**The exercise:**
Reproduce verbatim everything from the line containing "Exercise. Put one point on each instance of the streaked" down to the line containing "point(106, 75)", both included.
-------- Source data
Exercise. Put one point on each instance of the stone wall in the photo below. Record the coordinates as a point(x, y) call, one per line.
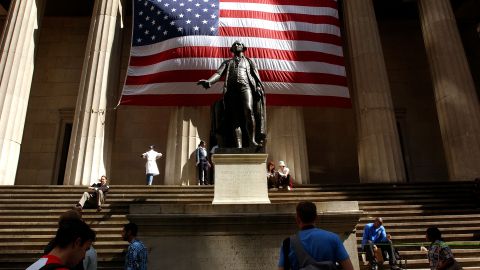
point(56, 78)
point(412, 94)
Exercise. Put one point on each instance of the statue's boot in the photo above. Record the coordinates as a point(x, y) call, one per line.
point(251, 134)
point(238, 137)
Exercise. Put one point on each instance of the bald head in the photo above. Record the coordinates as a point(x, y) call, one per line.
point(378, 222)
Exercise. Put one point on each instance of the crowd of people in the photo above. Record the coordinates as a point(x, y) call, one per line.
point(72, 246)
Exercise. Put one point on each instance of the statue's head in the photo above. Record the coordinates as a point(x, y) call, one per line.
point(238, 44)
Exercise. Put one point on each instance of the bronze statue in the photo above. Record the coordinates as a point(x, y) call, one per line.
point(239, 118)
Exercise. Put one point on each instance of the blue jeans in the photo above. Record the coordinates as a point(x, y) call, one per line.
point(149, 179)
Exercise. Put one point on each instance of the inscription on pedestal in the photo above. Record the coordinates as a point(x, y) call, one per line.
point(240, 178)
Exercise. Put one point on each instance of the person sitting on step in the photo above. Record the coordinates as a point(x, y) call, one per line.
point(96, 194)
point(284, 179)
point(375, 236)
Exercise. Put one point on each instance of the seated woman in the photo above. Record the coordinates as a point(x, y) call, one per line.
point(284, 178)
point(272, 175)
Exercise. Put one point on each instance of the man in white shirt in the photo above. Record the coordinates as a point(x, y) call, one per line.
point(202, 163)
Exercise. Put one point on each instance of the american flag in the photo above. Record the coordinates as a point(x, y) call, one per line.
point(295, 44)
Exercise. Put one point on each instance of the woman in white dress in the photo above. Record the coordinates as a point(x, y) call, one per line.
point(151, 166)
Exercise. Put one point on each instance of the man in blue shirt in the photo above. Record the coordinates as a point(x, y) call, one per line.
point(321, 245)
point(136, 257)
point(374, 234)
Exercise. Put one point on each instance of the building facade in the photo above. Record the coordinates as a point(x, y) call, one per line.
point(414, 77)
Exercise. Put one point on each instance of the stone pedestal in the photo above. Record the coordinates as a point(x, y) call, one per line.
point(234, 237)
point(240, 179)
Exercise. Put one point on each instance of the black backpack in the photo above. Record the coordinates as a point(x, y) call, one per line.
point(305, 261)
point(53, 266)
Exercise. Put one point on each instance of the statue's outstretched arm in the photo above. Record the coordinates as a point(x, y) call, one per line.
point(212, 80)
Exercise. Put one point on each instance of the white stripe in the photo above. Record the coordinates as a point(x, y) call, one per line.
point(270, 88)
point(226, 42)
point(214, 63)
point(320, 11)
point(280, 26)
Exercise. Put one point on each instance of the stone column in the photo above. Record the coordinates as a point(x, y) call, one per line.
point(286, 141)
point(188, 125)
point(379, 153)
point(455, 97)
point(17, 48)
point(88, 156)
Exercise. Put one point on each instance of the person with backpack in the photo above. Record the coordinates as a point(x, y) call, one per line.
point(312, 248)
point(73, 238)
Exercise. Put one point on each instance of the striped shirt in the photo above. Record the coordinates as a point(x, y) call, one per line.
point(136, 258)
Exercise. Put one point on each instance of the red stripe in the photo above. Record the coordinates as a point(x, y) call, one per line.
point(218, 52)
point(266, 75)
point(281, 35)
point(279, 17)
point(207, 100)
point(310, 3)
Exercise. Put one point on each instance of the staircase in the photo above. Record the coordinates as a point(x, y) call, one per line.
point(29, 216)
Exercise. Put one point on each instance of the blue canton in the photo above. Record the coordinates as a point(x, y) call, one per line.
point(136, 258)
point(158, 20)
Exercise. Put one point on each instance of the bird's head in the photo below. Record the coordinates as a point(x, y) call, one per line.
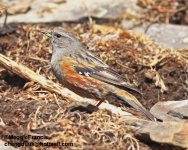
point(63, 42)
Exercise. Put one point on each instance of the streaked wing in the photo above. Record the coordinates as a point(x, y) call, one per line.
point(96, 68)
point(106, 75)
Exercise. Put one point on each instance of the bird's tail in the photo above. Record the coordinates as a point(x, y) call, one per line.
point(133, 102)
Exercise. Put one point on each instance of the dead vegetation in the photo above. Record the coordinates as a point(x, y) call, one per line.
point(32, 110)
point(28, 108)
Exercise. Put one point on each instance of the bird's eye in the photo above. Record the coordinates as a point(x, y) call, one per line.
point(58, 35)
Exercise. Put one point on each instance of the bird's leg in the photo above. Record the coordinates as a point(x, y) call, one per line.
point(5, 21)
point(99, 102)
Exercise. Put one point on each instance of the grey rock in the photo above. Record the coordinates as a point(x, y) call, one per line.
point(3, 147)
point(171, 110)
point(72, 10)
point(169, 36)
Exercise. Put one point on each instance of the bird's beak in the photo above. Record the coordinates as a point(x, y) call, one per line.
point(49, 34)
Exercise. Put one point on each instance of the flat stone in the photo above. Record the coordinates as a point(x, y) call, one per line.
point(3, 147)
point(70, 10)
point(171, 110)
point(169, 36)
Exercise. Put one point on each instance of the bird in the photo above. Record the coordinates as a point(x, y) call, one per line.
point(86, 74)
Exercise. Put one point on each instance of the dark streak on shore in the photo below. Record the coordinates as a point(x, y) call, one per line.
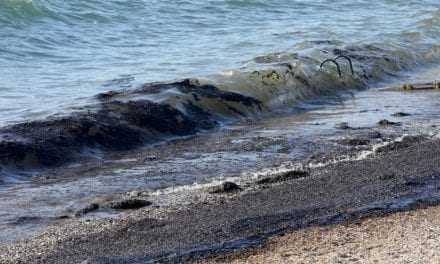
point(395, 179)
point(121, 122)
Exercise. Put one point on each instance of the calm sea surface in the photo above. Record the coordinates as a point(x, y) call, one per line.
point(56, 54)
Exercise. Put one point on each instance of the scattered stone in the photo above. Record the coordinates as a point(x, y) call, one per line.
----------------
-------- Source data
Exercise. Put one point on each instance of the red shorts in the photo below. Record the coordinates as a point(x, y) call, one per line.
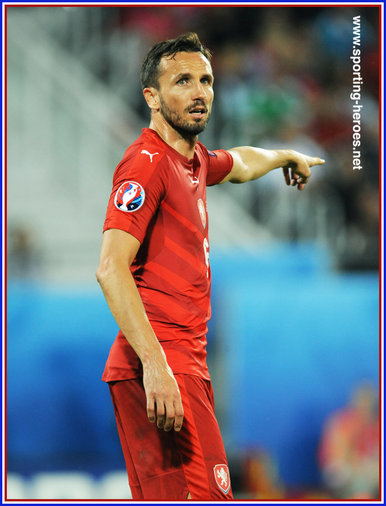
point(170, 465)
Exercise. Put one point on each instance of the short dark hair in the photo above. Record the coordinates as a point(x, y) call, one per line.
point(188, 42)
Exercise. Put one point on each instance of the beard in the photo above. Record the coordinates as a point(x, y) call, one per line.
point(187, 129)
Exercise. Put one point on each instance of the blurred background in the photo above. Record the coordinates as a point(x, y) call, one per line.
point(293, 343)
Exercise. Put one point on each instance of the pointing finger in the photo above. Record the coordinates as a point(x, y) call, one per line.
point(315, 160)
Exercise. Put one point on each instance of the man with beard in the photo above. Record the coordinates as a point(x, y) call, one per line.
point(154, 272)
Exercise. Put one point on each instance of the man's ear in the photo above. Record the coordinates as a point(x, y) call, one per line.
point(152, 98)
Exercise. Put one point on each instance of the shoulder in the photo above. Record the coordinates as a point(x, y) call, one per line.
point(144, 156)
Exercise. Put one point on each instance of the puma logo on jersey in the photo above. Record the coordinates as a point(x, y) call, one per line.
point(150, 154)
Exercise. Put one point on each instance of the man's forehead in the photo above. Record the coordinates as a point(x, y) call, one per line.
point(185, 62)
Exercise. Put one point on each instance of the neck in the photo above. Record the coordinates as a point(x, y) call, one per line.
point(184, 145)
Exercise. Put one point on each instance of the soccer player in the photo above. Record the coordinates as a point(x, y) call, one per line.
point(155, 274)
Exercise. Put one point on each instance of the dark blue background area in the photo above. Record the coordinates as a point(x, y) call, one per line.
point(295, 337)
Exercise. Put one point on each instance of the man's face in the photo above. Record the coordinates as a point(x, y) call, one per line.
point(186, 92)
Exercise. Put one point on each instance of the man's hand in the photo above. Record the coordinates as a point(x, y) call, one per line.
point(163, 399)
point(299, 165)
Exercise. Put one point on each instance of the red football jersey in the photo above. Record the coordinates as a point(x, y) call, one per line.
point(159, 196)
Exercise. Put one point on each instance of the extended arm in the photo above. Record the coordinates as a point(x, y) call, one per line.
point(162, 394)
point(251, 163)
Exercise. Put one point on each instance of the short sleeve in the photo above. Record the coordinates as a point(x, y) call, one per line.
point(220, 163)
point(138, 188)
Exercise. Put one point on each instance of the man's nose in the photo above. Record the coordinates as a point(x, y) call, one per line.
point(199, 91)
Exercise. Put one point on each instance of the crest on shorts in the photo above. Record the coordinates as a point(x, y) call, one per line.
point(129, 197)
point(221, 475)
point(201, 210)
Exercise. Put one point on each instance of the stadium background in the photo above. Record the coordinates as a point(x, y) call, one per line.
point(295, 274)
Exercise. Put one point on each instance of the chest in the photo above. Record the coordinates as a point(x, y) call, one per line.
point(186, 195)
----------------
-------- Source data
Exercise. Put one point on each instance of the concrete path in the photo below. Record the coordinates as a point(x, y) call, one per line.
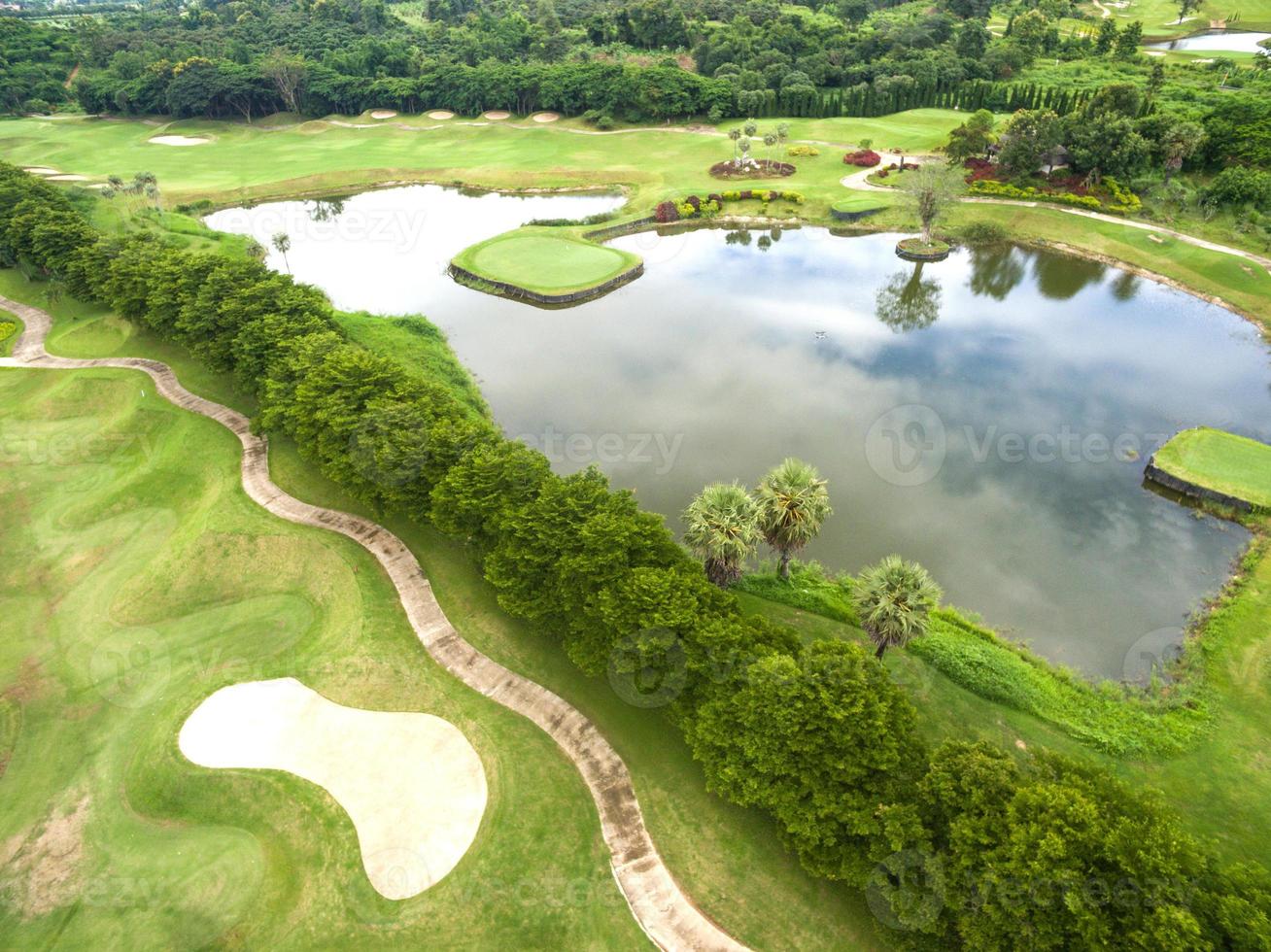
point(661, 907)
----------------
**Response below:**
Exercise. Put one point on each instance of the streaked wing in the photo above. Record the coordinates as a point(x, y) call, one per line.
point(96, 68)
point(106, 75)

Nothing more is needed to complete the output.